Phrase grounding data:
# # # # #
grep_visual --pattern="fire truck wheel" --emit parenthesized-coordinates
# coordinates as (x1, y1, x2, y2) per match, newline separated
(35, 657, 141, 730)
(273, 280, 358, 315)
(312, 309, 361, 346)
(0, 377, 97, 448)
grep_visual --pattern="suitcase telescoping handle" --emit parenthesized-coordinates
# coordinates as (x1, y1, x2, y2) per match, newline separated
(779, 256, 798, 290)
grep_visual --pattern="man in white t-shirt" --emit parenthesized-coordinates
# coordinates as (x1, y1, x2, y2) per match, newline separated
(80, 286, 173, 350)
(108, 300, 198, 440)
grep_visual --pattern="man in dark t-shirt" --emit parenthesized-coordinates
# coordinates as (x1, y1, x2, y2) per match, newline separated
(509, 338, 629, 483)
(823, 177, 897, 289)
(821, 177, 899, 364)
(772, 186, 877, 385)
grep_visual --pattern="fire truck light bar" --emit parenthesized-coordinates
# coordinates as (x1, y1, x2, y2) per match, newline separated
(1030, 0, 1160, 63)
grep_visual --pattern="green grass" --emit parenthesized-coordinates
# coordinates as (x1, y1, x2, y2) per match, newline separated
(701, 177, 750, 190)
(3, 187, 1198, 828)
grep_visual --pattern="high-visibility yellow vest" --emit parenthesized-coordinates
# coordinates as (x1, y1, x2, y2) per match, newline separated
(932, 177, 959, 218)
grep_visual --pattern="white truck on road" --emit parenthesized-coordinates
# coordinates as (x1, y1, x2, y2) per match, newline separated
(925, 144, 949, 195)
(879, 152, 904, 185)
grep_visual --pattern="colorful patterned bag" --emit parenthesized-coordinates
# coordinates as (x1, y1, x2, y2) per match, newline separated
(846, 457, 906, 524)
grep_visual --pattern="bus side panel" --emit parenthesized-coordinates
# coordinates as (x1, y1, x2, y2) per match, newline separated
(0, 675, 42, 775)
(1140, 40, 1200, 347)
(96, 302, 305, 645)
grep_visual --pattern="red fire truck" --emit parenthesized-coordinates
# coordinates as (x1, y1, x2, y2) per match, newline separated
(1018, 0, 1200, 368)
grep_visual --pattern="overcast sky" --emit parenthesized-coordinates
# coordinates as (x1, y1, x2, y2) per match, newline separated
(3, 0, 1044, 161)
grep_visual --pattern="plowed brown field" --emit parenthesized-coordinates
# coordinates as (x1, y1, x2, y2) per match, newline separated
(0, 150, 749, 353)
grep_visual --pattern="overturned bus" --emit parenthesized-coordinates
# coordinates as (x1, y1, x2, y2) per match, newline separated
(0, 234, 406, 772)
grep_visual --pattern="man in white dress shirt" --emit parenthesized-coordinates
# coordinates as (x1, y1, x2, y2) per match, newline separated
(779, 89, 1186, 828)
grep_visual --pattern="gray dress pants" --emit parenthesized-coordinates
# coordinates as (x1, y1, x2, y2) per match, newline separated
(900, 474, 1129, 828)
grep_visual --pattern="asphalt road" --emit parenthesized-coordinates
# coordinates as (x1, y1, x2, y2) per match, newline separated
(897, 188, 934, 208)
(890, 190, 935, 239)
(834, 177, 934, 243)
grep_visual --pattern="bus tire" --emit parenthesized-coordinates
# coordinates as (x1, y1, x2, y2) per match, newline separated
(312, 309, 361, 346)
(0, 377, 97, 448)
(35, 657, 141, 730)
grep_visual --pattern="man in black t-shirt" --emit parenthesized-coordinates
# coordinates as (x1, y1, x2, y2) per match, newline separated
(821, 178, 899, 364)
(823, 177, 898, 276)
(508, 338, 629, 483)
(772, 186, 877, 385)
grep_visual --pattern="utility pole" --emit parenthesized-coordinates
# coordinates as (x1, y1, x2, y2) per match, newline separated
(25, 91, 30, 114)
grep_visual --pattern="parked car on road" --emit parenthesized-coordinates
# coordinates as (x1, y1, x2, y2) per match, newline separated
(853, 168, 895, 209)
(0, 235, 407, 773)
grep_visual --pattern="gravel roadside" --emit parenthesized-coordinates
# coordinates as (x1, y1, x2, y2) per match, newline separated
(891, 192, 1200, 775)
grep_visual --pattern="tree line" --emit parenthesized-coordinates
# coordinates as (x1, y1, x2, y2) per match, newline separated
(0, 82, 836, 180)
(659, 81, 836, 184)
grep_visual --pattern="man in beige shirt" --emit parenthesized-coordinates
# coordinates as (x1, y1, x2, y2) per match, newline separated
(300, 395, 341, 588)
# # # # #
» **Prompt**:
Each record should be given again exactly as it reads.

» **Worked solution**:
grep_visual --pattern="fire truck wheel" --emit parenthesized-coordinates
# coordinates as (x1, y1, x2, y2) per match, newline separated
(35, 657, 141, 730)
(273, 280, 358, 315)
(312, 309, 361, 346)
(0, 377, 97, 448)
grep_visual --pattern="suitcase telescoping handle" --emit parenthesized-coordinates
# coordinates as (x1, y1, x2, y2) per match, newline separated
(779, 256, 798, 290)
grep_visual --pattern="man in white t-shirt" --emit parenthesized-coordinates
# coordinates as (x1, y1, x2, y2) per match, newline separated
(80, 286, 173, 350)
(108, 300, 198, 440)
grep_visual --pattern="man in dark t-shirt" --emit parenthesized-coordinates
# coordinates as (x1, y1, x2, y2) per match, newline separated
(509, 338, 629, 483)
(823, 177, 897, 289)
(821, 177, 899, 364)
(772, 186, 877, 385)
grep_visual --pattern="fire truck light bar" --emit parenthesized-coordinates
# coordinates as (x1, y1, x2, y2) per match, newline separated
(1030, 0, 1160, 63)
grep_visual --pattern="green grass" --emit parenthesized-coordinates
# coordinates as (x1, y1, x2, y2) per match, newline separated
(701, 177, 750, 190)
(3, 187, 1198, 828)
grep_visual --pattern="high-visibility yellow vest" --emit parenthesized-coordinates
# coordinates as (x1, y1, x2, y2) per match, newline separated
(932, 177, 959, 218)
grep_visual --pattern="white truck on road" --emit parenthesized-coordinates
# coordinates as (x1, y1, x2, y2) per match, newline separated
(925, 144, 949, 195)
(879, 152, 904, 185)
grep_visual --pattern="colorful patterned bag" --emit parenthesized-coordinates
# coordinates as (x1, y1, x2, y2) per match, newline separated
(846, 457, 906, 524)
grep_visual --pattern="bus side panel" --emit parenthesized-coordinates
# coordinates as (x1, y1, x2, y2) per match, newline separated
(0, 675, 42, 775)
(1140, 40, 1200, 347)
(96, 302, 305, 645)
grep_visual --pattern="red fire truck" --emit parenthesized-coordinates
# coordinates as (x1, y1, x2, y2) per match, newline separated
(1018, 0, 1200, 368)
grep_visual --pattern="overcast sky" --emit parenthesized-coordinates
# coordinates as (x1, y1, x2, y2) per match, newline separated
(3, 0, 1044, 161)
grep_visual --pattern="plowed brown field" --emit parenthesized-coordinates
# coordinates as (x1, y1, x2, y2) per match, newline separated
(0, 150, 749, 353)
grep_visual --pattern="overturned bus" --emit parenthesized-coordinates
# coordinates as (x1, y1, x2, y2) per match, newline separated
(0, 234, 406, 772)
grep_visual --pattern="man in white dress shirt" --emit parenthesized-coordinates
# coordinates as (x1, y1, x2, y2) per match, newline separated
(779, 89, 1186, 828)
grep_visual --pattern="gray dress pants" --emit parenthesized-coordinates
# coordinates as (x1, y1, x2, y2) per match, newline separated
(900, 474, 1129, 828)
grep_visual --pattern="asphalt road" --emit parenthesized-coordinates
# coordinates as (x1, y1, x2, y2) per match, newline separated
(897, 188, 934, 208)
(890, 190, 935, 239)
(834, 177, 934, 243)
grep_visual --pattern="bus tire" --emit parenthesized-coordinates
# coordinates as (x1, y1, x2, y2) per match, newline separated
(312, 309, 361, 346)
(0, 377, 97, 448)
(35, 657, 141, 730)
grep_visual --pattern="man in black t-shirt" --emit parenthesized-coordinates
# coordinates as (x1, y1, x2, y2) per match, newline separated
(821, 178, 899, 364)
(823, 177, 898, 276)
(508, 338, 629, 483)
(772, 186, 877, 385)
grep_visual --pattern="utility pole" --emit parenthesized-coordinates
# coordinates as (x1, y1, x2, y2) per match, newline separated
(25, 91, 30, 114)
grep_visual --pattern="parked car on road" --emit parenthesized-coordinates
# coordinates as (x1, y1, x2, y2) per match, newline separated
(853, 168, 895, 209)
(0, 235, 407, 773)
grep_visual --pattern="gravel roadside" --emit parenthesized-coordinates
# coordinates as (x1, y1, x2, y2) per match, newline separated
(891, 192, 1200, 775)
grep_visual --pattern="tree line" --emit parenthesized-coordinates
# coordinates as (x1, y1, x2, y2) per match, newline separated
(0, 82, 836, 180)
(659, 81, 836, 184)
grep_visual --pattern="man in beige shirt" --emit parenthesized-coordinates
# coordinates as (x1, y1, x2, y2) per match, newline separated
(300, 395, 341, 588)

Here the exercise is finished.